Aufgabenstellung 1: Nenne alle Zahlen sozialversicherungspflichtig Beschäftigter in Stuttgart, die der Artikel über den Stuttgarter Arbeitsmarkt angibt, jeweils mit dem zugehörigen Zeitpunkt.
Aufgabenstellung 2: Tippe aus den Einträgen die Zeilen unverändert ab, vom Anfang der Einträge bis einschließlich der Zeile, die „xmin=246 ymin=443 xmax=304 ymax=493“ enthält.

Artikel:
■ ■ ■ ■ ■
Das Reinigungsgewerbe gehört zu den Branchen, in denen es viele Minijobber gibt. Foto: dpa-Zentralbild

Die Zahl der versicherungspflichtig Beschäftigten in Stuttgart steigt und steigt. Ende März waren es 411 346. Doch immer mehr Menschen arbeiten in Teilzeit. Und eine wachsende Zahl von Berufstätigen hat noch eine geringfügige Beschäftigung als Nebenjob.

Stuttgart - Der Arbeitsmarkt in der Landeshauptstadt ist dank der stabilen Konjunktur weiter in sehr guter Verfassung. Ende März lag die Arbeitslosenquote bei 4,3 Prozent, 0,1 Prozentpunkte unter dem Vormonat und 0,7 Punkte unter dem Märzwert vor einem Jahr. „Erfreulich ist, dass sich die Zahl der sozialversicherungspflichtig Beschäftigten weiter konstant nach oben entwickelt hat“, sagt Susanne Koch, die neue Chefin der Stuttgarter Agentur für Arbeit. Mit 411 346 Personen habe sich die Beschäftigung in der Stadt „nochmal um 1,5 Prozent gegenüber dem Vormonat erhöht“. Im Juni 2017 hatte man noch 405 383 versicherungspflichtig Beschäftigte registriert, ein Jahr davor lag man mit 396 516 noch unter der 400 000er-Marke.

Die Branchen haben zu dieser Entwicklung sehr unterschiedliche Beiträge geleistet. So hat sich das in Stuttgart mit dem Fahrzeug- und dem Maschinenbau stark vertretene verarbeitetende Gewerbe gut entwickelt, auch der Gesundheits- und der Sozialbereich. Nach wie vor „stark rückläufig“ sei die Beschäftigung aber bei Banken und Versicherungen, die sich weiter „in einem Konsolidierungsprozess“ befänden, sagt Agentursprecher Torsten Koritke.
■ ■ ■ ■ ■
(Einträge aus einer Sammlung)
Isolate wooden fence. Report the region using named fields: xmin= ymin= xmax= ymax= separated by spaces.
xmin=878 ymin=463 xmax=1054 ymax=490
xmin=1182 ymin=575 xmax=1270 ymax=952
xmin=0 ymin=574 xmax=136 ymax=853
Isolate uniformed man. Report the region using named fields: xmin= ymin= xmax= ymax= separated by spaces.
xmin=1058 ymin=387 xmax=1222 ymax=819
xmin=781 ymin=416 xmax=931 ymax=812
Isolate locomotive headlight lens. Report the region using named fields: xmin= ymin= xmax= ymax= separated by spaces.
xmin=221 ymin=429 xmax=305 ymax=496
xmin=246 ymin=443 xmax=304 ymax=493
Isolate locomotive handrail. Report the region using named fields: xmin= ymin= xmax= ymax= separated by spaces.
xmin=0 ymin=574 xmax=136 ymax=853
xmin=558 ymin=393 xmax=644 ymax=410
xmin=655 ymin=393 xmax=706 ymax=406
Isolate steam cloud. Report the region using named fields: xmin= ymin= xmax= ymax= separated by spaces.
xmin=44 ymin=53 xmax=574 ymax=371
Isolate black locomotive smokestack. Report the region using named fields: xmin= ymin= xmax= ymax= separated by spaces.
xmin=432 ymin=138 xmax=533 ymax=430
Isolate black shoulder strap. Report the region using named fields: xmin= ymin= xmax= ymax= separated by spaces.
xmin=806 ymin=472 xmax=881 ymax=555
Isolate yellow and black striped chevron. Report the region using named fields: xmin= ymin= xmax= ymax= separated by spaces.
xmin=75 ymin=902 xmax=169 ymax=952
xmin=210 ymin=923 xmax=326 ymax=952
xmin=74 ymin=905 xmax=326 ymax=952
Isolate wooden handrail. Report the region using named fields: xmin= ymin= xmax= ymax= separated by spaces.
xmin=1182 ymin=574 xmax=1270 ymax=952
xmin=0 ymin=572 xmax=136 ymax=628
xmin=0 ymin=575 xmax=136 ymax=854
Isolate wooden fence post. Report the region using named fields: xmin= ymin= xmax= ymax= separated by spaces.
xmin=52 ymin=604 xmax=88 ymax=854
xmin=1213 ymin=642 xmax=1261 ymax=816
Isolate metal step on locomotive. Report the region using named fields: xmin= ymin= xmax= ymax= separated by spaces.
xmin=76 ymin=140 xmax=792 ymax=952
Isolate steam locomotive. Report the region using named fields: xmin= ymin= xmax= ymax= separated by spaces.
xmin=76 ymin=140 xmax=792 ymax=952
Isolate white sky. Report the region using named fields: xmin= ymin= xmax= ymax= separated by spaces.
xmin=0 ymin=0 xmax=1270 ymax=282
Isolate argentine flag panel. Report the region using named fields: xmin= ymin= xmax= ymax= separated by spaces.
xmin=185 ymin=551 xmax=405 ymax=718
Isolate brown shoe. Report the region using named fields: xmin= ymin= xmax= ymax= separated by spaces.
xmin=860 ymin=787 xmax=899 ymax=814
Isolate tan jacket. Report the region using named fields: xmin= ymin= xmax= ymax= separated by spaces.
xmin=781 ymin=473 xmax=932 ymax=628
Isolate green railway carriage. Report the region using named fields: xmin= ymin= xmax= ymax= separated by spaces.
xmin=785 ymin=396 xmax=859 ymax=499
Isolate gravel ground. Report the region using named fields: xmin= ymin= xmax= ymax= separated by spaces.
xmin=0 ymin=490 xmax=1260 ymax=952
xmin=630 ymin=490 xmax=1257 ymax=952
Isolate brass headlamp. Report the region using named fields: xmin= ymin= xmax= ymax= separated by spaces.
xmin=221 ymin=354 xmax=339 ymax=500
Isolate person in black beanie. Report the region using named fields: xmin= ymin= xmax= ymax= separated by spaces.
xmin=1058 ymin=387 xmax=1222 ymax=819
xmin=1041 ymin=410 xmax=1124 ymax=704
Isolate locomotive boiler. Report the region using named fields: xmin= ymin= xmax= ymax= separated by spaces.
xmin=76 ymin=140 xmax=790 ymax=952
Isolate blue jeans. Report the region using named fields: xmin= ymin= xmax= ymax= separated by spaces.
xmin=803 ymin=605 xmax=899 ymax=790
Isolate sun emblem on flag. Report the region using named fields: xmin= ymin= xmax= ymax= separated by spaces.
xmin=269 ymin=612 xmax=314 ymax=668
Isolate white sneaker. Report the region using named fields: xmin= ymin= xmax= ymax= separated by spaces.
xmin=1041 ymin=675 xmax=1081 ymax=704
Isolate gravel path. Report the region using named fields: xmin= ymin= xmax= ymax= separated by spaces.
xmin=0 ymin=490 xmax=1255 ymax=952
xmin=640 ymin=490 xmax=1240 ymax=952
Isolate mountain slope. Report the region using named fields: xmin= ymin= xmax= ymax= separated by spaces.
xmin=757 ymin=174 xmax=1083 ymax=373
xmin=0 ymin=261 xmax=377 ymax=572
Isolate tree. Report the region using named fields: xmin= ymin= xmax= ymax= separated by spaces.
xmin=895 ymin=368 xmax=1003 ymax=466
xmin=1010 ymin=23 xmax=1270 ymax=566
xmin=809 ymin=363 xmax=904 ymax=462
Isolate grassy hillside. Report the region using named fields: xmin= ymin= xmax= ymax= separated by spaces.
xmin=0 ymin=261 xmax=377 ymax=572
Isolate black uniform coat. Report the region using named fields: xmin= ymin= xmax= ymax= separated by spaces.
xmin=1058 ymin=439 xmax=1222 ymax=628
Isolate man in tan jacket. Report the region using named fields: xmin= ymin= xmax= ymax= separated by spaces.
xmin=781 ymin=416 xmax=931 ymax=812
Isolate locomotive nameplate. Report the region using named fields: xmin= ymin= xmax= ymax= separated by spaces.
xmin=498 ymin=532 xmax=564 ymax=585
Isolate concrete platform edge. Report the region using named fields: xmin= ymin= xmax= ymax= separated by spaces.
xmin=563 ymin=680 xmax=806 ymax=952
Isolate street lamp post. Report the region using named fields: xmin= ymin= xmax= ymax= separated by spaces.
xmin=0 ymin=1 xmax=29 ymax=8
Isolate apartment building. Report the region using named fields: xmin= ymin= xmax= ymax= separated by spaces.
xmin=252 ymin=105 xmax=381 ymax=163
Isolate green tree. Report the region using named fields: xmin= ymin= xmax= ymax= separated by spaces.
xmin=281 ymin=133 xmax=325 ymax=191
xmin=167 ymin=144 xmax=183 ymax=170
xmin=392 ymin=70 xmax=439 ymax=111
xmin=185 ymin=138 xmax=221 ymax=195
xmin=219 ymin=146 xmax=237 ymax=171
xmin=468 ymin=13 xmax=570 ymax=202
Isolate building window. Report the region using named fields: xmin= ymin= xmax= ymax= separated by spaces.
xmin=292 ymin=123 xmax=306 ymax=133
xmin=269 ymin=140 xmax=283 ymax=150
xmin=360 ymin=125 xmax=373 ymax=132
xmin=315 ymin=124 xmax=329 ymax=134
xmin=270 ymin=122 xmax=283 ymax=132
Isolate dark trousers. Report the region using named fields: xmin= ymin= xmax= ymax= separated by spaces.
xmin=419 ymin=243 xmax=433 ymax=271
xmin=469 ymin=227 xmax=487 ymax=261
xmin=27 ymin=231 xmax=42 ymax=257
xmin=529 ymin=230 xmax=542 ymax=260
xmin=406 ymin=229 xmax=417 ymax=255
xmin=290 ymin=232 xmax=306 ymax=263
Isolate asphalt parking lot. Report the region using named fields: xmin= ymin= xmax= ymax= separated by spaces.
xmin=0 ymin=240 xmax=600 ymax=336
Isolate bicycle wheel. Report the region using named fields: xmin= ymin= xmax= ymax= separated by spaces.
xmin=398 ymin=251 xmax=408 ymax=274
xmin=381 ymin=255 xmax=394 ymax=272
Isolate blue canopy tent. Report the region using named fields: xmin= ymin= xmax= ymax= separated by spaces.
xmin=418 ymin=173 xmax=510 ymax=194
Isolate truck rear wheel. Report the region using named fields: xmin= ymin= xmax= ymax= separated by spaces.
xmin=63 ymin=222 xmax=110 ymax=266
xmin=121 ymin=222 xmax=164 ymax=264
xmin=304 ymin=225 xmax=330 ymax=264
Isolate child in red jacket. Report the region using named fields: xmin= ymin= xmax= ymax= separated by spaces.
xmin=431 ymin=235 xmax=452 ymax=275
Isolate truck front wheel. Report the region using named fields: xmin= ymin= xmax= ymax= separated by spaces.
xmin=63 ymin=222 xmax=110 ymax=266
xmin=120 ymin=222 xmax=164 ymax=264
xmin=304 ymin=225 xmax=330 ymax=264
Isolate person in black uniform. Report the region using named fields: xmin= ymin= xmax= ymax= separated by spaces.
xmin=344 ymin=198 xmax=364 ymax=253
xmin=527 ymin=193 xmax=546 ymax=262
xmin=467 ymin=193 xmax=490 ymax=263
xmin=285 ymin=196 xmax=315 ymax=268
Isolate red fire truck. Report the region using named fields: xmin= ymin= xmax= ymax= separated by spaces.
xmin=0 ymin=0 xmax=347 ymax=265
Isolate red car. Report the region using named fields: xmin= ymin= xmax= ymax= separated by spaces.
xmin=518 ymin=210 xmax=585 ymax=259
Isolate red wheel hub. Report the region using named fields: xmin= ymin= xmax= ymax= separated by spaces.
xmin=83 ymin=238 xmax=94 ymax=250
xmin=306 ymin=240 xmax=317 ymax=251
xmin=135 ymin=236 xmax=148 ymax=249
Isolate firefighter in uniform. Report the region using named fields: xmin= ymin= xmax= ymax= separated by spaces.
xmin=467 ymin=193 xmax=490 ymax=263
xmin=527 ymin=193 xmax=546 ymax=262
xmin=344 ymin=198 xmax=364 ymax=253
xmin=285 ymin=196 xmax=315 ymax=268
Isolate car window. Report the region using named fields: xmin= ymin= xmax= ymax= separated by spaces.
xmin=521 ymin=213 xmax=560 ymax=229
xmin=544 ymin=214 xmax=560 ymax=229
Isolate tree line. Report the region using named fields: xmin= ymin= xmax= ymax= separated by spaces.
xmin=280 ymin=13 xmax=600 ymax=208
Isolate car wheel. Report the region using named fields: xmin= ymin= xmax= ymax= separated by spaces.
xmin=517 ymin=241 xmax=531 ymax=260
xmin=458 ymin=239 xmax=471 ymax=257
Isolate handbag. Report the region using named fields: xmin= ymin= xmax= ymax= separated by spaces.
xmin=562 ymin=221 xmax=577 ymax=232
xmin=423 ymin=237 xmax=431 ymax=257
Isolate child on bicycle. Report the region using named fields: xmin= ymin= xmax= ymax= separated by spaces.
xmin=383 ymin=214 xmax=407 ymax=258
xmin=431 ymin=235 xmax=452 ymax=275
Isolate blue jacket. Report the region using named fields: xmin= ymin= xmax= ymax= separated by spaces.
■ ■ ■ ■ ■
Fertige Lösung 1:
- 411 346 (Ende März)
- 405 383 (Juni 2017)
- 396 516 (ein Jahr vor Juni 2017)

Fertige Lösung 2:
Isolate wooden fence. Report the region using named fields: xmin= ymin= xmax= ymax= separated by spaces.
xmin=878 ymin=463 xmax=1054 ymax=490
xmin=1182 ymin=575 xmax=1270 ymax=952
xmin=0 ymin=574 xmax=136 ymax=853
Isolate uniformed man. Report the region using named fields: xmin= ymin= xmax= ymax= separated by spaces.
xmin=1058 ymin=387 xmax=1222 ymax=819
xmin=781 ymin=416 xmax=931 ymax=812
Isolate locomotive headlight lens. Report the region using named fields: xmin= ymin= xmax= ymax= separated by spaces.
xmin=221 ymin=429 xmax=305 ymax=496
xmin=246 ymin=443 xmax=304 ymax=493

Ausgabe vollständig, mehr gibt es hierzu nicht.